- **Excerpted passage**:
On Tuesday, April 7, 2020 12:27:20 PM PDT David Wright wrote:
> On Tue 07 Apr 2020 at 19:11:57 (+0300), Anastasios Lisgaras wrote:
> > Youtube-dl <https://github.com/ytdl-org/youtube-dl> is indeed a
> > powerful and very good software for this job with many features and
> > options, but can you download videos *from anywhere ?*
> > 
> > What I want to say is that there are many web pages which greatly
> > hinder (prohibit) this possibility.
> > In this case, what can we do? Can we always find the hidden link
> > (source) of the video? If so, how?
> > If the page requires you to be logged in, what can we do?
> 
> I'm not sure what the implications are of having to login to a site.
> But in general you need different tools for different web sites.
> The BBC iplayer and youtube-dl are two such tools, and sometimes
> a download link is even available, which either the browser or
> wget can use (the latter preserving the metadata).
> 
> Where videos exist in their entirety, some sites still play them
> by downloading to a temporary file (and you can see the
> download in the progress bar, ahead of what's actually playing.

- **Problems to work on**:
1) Answer these questions about the email thread on downloading web videos:
(a) What two tools does David Wright give as examples of site-specific download tools?
(b) According to David Wright, what advantage does wget have when a download link is available?
(c) What does Anastasios Lisgaras ask about pages that require you to be logged in?
2) Continue the email thread on downloading web videos from the point where it stops.

- **Stored dataset items**:

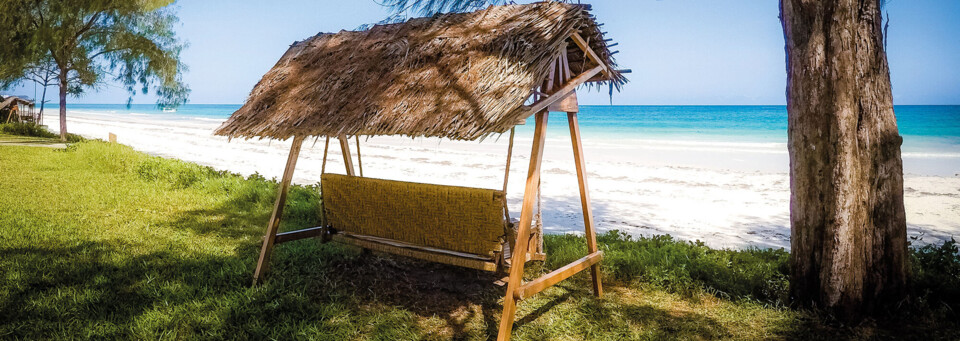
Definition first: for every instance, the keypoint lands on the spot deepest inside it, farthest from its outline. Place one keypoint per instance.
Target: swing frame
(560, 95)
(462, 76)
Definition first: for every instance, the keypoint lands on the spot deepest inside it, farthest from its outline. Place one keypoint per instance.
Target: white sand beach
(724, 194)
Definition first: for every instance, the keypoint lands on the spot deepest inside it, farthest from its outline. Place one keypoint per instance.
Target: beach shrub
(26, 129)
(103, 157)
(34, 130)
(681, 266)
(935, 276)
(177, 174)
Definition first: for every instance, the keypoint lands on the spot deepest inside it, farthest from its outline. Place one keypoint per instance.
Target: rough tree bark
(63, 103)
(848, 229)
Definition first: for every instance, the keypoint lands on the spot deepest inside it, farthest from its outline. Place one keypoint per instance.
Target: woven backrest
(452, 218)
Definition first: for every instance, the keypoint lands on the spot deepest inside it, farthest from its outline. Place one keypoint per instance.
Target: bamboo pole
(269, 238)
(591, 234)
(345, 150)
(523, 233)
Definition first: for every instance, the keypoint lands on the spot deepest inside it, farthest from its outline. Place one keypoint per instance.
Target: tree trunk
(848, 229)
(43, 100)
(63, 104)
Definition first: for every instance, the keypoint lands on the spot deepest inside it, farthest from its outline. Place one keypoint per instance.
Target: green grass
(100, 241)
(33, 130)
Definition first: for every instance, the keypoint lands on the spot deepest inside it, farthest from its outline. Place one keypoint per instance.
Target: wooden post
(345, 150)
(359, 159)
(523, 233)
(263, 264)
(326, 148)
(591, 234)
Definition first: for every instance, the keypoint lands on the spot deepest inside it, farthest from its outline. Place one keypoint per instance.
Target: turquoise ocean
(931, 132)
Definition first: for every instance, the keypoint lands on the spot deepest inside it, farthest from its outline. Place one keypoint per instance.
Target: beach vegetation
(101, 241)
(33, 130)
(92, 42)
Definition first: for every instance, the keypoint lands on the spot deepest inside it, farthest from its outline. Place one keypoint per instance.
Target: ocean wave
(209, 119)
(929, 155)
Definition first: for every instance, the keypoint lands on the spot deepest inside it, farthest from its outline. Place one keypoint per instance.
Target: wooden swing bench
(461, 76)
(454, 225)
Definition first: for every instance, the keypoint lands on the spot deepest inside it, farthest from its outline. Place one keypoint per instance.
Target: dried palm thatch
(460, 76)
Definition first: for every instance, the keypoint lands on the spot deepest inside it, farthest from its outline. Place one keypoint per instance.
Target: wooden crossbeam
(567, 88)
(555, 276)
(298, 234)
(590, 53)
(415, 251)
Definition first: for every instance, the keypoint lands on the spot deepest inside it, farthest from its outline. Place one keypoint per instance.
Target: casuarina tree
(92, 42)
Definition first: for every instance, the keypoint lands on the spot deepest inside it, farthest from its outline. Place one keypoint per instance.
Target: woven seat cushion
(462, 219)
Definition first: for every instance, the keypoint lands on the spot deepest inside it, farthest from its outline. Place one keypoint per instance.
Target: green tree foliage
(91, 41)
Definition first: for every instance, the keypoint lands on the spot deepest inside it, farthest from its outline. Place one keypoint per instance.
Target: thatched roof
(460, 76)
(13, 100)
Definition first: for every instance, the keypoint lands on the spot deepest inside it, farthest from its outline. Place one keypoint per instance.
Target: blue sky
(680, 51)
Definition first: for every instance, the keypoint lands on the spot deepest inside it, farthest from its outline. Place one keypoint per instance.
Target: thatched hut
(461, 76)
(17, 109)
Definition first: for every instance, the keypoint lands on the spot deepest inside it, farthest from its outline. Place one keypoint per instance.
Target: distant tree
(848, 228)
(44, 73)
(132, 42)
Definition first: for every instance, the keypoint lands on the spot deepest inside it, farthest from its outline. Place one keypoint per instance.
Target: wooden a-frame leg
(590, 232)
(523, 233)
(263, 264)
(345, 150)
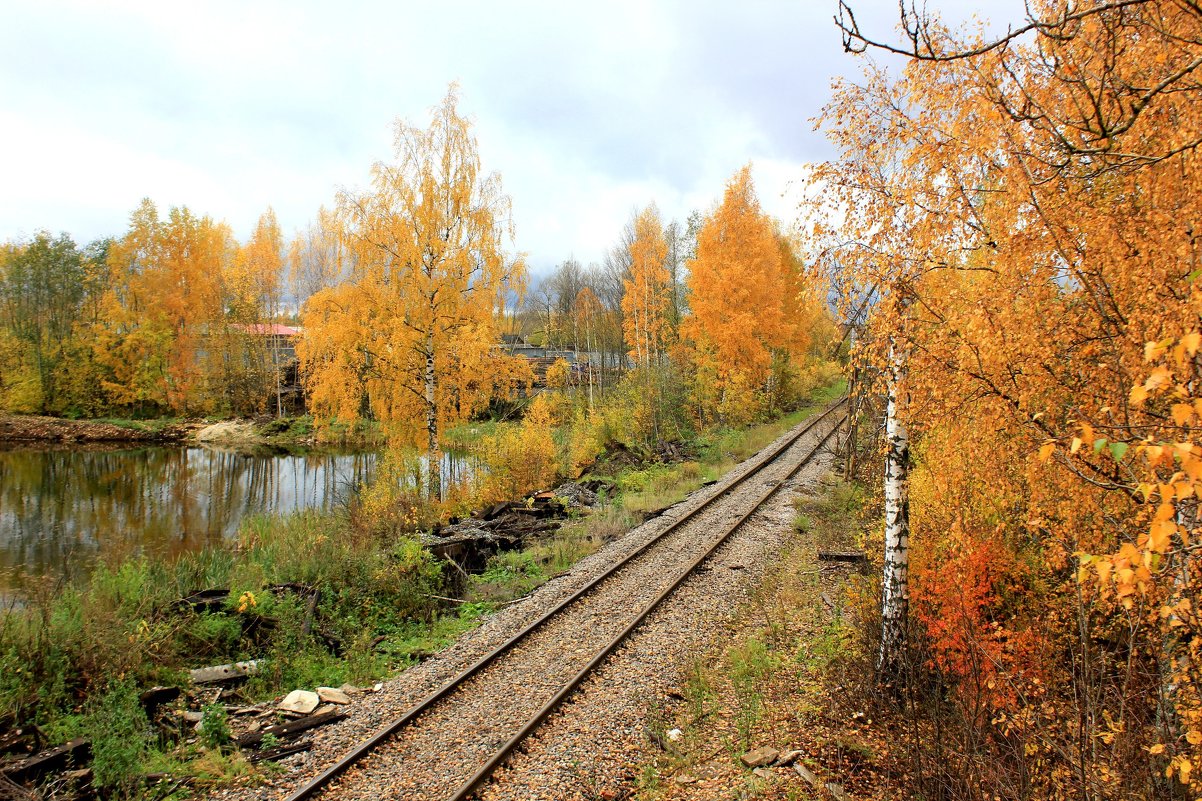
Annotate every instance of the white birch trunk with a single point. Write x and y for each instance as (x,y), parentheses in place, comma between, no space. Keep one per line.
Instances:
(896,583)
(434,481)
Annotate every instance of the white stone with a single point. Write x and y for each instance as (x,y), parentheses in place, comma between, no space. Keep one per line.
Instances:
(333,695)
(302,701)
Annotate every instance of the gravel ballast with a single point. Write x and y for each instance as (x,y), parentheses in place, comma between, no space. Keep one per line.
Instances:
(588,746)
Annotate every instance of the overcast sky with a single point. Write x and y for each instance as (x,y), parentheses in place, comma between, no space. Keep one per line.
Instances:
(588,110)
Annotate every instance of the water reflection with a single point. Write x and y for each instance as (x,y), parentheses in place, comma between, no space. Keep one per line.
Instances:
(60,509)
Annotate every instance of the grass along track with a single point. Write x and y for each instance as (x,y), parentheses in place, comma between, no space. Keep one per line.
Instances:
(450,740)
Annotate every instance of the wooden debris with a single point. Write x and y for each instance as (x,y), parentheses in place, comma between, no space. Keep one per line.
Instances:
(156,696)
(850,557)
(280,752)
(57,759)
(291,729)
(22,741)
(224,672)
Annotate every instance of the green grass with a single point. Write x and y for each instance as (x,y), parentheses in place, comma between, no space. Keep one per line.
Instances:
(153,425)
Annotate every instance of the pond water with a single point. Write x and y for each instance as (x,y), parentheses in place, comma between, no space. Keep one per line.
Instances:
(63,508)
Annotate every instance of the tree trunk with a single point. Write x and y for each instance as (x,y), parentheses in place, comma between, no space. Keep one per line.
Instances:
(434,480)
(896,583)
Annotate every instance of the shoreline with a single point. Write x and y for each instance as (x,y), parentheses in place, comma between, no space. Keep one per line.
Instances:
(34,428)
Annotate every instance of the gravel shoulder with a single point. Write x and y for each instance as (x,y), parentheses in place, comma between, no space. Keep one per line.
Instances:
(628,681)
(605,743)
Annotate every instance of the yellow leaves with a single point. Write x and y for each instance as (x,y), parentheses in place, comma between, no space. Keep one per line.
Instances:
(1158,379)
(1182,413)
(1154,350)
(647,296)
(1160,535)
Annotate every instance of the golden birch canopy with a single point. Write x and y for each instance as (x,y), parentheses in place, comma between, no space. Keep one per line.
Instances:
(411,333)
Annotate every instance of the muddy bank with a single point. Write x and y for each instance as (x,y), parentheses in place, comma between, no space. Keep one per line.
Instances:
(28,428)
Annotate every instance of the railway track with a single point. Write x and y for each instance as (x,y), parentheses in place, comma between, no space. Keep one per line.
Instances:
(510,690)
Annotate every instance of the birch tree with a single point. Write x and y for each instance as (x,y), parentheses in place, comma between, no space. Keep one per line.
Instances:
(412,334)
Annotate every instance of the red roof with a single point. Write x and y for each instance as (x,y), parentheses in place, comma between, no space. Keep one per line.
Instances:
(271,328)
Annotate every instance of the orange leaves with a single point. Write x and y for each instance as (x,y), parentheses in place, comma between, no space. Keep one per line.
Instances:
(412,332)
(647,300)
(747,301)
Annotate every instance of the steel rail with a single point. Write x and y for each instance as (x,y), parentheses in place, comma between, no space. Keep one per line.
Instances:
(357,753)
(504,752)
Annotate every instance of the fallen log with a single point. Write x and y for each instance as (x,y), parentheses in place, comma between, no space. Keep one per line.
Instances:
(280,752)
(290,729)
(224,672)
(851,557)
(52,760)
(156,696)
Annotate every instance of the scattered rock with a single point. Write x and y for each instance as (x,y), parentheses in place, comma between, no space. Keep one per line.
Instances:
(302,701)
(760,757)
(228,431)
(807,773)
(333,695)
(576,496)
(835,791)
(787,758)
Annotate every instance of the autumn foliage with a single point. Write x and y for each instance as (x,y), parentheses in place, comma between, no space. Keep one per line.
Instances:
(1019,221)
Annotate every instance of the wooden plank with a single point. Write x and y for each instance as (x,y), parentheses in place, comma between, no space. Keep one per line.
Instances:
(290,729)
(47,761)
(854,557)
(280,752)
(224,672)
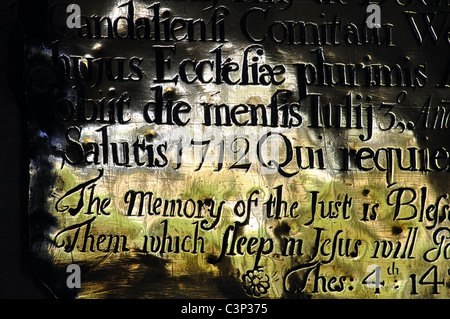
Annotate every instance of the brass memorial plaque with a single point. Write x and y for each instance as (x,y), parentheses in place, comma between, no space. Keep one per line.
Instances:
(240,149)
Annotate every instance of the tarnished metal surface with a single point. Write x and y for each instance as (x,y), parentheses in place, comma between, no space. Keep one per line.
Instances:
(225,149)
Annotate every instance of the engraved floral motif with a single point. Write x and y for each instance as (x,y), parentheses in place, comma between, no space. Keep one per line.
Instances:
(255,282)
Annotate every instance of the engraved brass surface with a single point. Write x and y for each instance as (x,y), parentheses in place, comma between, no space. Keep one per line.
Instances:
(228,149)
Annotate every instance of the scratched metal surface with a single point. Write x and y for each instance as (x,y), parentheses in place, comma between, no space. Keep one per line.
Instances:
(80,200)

- **Exercise results**:
1)
(a) The BBC iplayer and youtube-dl.
(b) It preserves the metadata.
(c) He asks what can be done if the page requires you to be logged in.

2)
> A technique there is to examine /proc/N/fd where N is the
> process number of the browser tab. (The process name used to
> be xul-runner, Web Content etc, and looks as if it's currently
> /usr/lib/firefox-esr/firefox-esr -contentproc.)
> If you find an fd number F that's pointing to a file (deleted) in
> /tmp, then try copying that /proc/N/fd/F (following links). Do it
> when the download progress bar has reached the end, but the file
> is still playing. (Sometimes everything disappears as soon as the
> end is reached.)
> 
> Another technique is where the source is streaming (and might be
> open-ended). Here, the video can end up as fragments in your
> browser cache. How you handle them depends on whether they are
> audiovisual or in two seperate streams, and whether they are
> timestamped. Some are, some aren't. The former are relatively
> easy to reassemble with ffprobe to read the timings and ffmpeg
> to concatenate the pieces (and merge audio/video if necessary).
> 
> Where there's no internal timestamping, you can sometimes rely
> on the filesystem's own to figure out the correct ordering.
> But I prefer to run a script that watches files in the cache
> as they are closed (with inotifywait), and immediately copies
> them out (if the filetype is of interest) with a sequence
> number and the file type in the filename. The relevant segments
> can then be concatenated quite easily. A timeformat of
> %Y%m%d-%H%M%S works well as a more meaningful sequence number,
> particularly if you append %N to include nanoseconds for the
> necessary time resolution.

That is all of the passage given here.